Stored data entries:
########################################
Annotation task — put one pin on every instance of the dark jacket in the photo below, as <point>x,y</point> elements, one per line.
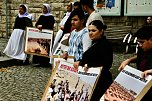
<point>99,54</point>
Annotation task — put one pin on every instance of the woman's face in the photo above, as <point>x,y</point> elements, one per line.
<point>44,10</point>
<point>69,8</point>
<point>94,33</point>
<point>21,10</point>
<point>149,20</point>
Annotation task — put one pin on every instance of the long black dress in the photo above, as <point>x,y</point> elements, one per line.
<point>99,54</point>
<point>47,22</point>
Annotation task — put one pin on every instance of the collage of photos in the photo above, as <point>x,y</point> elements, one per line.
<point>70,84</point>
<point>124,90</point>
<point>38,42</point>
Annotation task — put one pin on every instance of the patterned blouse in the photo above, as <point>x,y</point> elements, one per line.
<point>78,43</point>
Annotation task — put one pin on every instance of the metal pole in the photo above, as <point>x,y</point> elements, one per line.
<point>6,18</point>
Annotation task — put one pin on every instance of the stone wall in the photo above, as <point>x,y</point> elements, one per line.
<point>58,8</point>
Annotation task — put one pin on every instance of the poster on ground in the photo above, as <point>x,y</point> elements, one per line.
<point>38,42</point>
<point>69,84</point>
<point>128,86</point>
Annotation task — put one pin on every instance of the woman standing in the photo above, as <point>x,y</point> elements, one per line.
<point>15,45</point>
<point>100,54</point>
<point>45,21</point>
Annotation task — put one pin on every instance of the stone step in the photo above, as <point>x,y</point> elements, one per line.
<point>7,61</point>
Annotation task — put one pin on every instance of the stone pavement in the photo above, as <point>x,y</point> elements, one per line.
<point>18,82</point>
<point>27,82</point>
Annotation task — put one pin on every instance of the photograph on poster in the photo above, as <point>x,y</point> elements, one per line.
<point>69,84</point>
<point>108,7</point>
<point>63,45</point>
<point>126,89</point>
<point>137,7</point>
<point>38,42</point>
########################################
## DIRECTIONS
Return all of the entries word for word, but omit the pictures.

## OUTPUT OF THE TASK
Annotation task — put one pin on every instance of the dark jacket in the photo below, as <point>x,y</point> elements, one per line.
<point>99,54</point>
Annotation task — put one pin on every instance of the woman's face in the photo above, as <point>x,y</point> elements, one per line.
<point>44,10</point>
<point>69,8</point>
<point>94,33</point>
<point>21,10</point>
<point>149,20</point>
Annotation task — put one pin on every instance of the long black dress in the photo above, as <point>x,y</point> elements, one per line.
<point>99,54</point>
<point>47,22</point>
Annotation task — put one pin on every instance of the collage of photos in the photo above, as <point>x,y</point> elements, one per line.
<point>70,84</point>
<point>124,90</point>
<point>38,42</point>
Annotation task — put one pin on every instance of the patterned blouse in the photo above, as <point>x,y</point> elements, one per line.
<point>78,43</point>
Annotation task — put one pin on every instance of the metal pole in the photo above, as <point>x,y</point> elements, one per line.
<point>6,18</point>
Annotation task — put one pin on every instance of the stone wall in the photo above, as <point>x,y</point> elements, one per line.
<point>58,8</point>
Annotation task — put one pin on every instance of the poster on ground in the photo above, as <point>x,y</point> elements, one per line.
<point>38,42</point>
<point>69,84</point>
<point>128,86</point>
Annotation task — put one pin on every instance of the woman standing in the photo above, as <point>x,y</point> elements, one per line.
<point>15,45</point>
<point>100,54</point>
<point>45,21</point>
Annotation task — put one pin on every instance of the stone step in the photo above, as <point>x,y</point> elements, one per line.
<point>7,61</point>
Annotation task — put one pin on every instance of the stone pavement in the photo above, as <point>x,y</point> elements, one per line.
<point>18,82</point>
<point>27,82</point>
Annotation task — put one pin on every instance of the photograph on poster in the photo above, as <point>x,y</point> elements, one per line.
<point>69,84</point>
<point>108,7</point>
<point>63,45</point>
<point>126,89</point>
<point>137,7</point>
<point>38,42</point>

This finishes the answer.